Malgré toute la propagande pro-Lepep, le constat est implacable : l’économie de Maurice n’arrive pas à décoller. Les promesses formulées principalement par le tandem SAJLutchmeenaraidoo, ainsi que le duo lui-même, ont été rangées aux oubliettes. Le gouvernement de Pravind Jugnauth, ballotté en permanence par les affaires, échoue dans ses tentatives de faire bonne impression. Le Fonds monétaire international n’est pas dupe et a tiré la sonnette d’alarme, certes diplomatiquement, en s’appesantissant, cette semaine, sur le niveau de la dette et la poussée inflationniste, et en questionnant le projet (faussement appelé) «Metro Express», malgré la générosité de la Grande péninsule.

Si, en janvier 2015, le Sun Trust était un passage obligé pour avoir l’ultime bénédiction, aujourd’hui le centre de gravité politique semble s’être déplacé à l’endroit même où les marmites et les ingrédients sont mis sur le feu, soit la cuisine. Mais la cuisine a changé d’adresse en ce 15 août, jour de la fête nationale de l’Inde. De Vacoas, elle a momentanément élu domicile au Méridien, dans le Nord. Davantage qu’un fantasme passager, le besoin d’alliance s’avère incontournable et permanent chez nous, en grande partie à cause du système de First Past the Post.

Alors que les partis de l’opposition tirent tous sur lerégime des Jugnauth, personne n’aura compris pourquoi Aadil Ameer Meea a choisi de rejoindre le leader du MSM dans une cuisine d’hôtel, malgré les démentis énergiques des mauves et le silence complice du MSM. Le jeune mauve aurait dû le faire devant tout le monde – cela lui aurait provoqué bien moins de remontrances. En revanche, ce que l’on peut surtout déduire, c’est que l’Inde arrive, davantage qu’Alan Ganoo ou la société civile, à rassembler les élites politiques du pays, surtout celles qui sont les plus opposées. Comme si elle avait une baguette magique.

(TRAVAIL DEMANDÉ):
**A.** Répondez brièvement à ces questions sur le texte consacré à la politique mauricienne.
(i) Sur quels deux points le Fonds monétaire international s'est-il appesanti cette semaine ?
(ii) Où la cuisine a-t-elle momentanément élu domicile le 15 août ?
(iii) Qui Aadil Ameer Meea a-t-il choisi de rejoindre dans une cuisine d'hôtel ?
**B.** Écrivez la suite du texte consacré à la politique mauricienne, en un ou deux paragraphes, à partir de sa dernière phrase.

(LIGNES):
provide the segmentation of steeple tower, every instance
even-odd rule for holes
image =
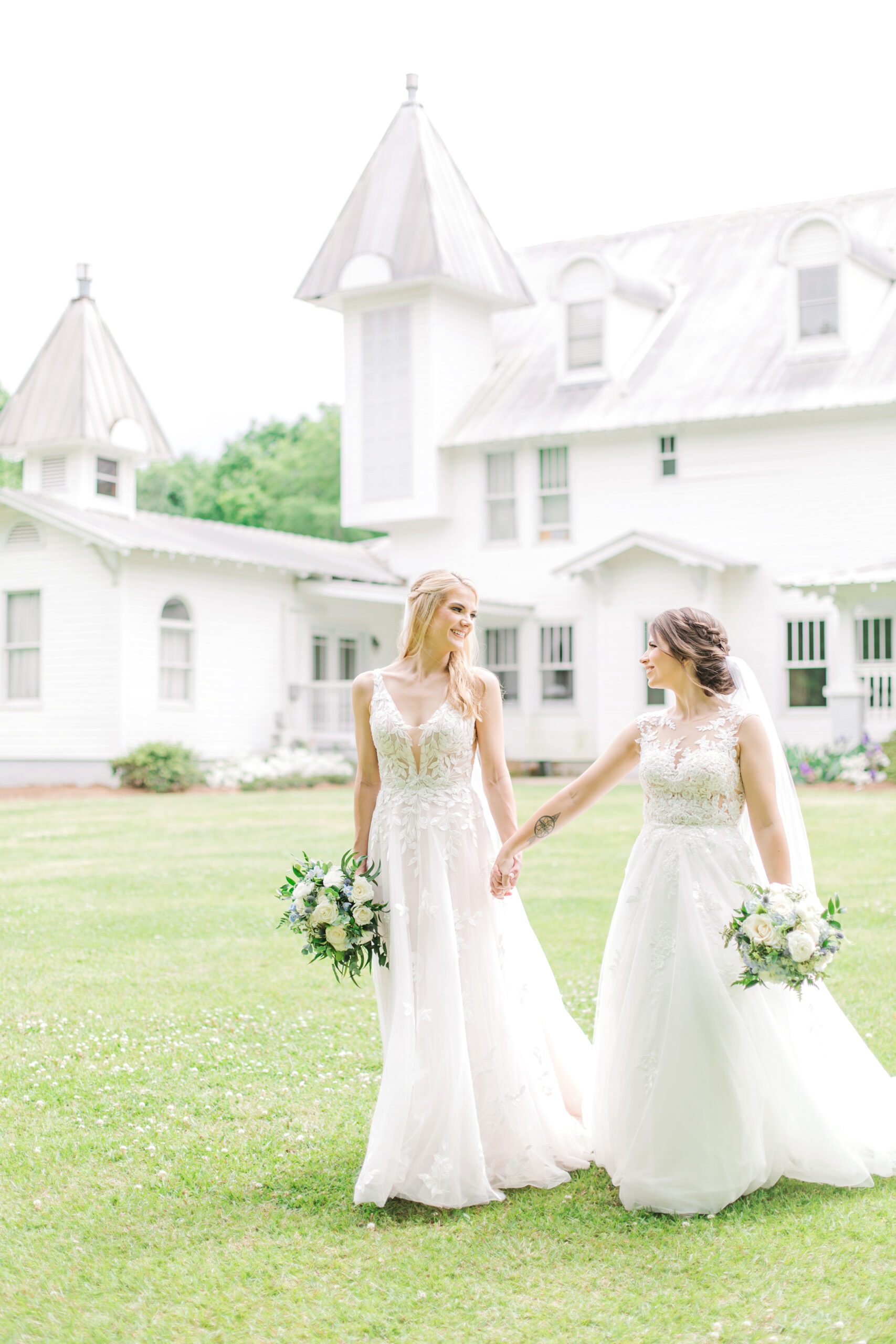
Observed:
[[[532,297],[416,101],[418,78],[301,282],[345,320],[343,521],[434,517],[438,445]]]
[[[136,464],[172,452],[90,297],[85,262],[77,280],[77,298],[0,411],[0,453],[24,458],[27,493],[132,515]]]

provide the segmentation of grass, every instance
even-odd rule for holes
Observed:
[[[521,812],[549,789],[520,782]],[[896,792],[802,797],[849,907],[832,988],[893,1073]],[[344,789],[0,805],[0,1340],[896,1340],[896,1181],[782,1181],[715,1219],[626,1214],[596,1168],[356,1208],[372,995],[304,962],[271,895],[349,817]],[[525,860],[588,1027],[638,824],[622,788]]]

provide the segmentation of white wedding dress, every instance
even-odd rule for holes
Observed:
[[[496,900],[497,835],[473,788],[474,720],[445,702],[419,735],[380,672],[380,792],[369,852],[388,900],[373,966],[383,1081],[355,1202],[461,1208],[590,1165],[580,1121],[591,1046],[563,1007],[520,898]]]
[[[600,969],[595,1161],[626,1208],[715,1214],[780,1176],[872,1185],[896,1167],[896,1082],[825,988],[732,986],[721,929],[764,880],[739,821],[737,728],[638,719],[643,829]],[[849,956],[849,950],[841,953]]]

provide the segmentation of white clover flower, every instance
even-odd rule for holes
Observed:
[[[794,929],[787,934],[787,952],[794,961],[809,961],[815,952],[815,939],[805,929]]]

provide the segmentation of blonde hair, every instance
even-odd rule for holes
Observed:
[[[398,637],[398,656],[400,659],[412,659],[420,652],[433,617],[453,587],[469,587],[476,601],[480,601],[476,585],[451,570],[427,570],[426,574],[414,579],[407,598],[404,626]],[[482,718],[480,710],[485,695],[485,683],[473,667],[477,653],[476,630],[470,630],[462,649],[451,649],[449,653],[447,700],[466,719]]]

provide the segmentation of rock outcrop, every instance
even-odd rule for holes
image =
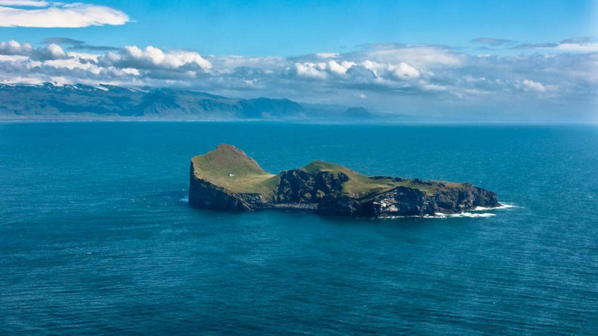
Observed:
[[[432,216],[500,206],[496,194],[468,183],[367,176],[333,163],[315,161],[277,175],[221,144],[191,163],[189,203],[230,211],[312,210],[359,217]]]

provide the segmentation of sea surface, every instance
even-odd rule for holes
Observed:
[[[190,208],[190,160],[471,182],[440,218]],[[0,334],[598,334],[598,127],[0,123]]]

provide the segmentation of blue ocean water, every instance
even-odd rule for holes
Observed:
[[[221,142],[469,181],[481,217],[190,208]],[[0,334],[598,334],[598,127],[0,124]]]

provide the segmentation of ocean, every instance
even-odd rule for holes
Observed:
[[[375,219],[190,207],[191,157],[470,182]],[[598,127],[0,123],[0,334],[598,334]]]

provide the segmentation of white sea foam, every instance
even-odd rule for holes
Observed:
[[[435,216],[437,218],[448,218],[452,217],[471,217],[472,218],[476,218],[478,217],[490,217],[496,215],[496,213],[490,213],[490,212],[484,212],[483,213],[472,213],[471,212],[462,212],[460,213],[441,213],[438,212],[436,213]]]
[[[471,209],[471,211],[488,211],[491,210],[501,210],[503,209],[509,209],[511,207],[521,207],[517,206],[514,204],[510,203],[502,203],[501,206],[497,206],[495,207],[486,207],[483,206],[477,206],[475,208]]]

(RÉPONSES CI-DESSOUS):
**A.**
(i) Sur le niveau de la dette et sur la poussée inflationniste.
(ii) Au Méridien, dans le Nord.
(iii) Le leader du MSM.

**B.**
Cela faisait en effet longtemps qu’on n’avait pas vu, réunis dans une même salle, sir Anerood, son fils, Paul Bérenger et même... Navin Ramgoolam. Ils y étaient tous, sur leur trente-et-un – même s’ils se sont soigneusement évités, tels des danseurs aguerris dans un ballet diplomatique.

Ce n’était pas pour les farathas et les curries indiens qu’ils s’y sont rendus. Ce n’était pas pour se saluer entre eux non plus. Ils y étaient pour être vus. Afin de ne pas donner l’impression qu’ils boycottent les 70 ans de Mother India. Dans notre système politique actuel, aucun chef politique mauricien ne peut se permettre de se mettre à dos l’Inde. C’est ainsi. Et c’est pourquoi aucun chef politique ne participera à une marche contre le projet de tramway, aux côtés des travailleurs du transport public. Les risques d’être perçus comme étant anti-indiens sont trop grands. Alors, ils disent que les Mauriciens n’aiment plus descendre dans la rue. Mais peut-être bien que les Mauriciens en ont surtout marre de descendre avec les mêmes dinosaures dans la rue, sachant que rien ne va changer au fond ?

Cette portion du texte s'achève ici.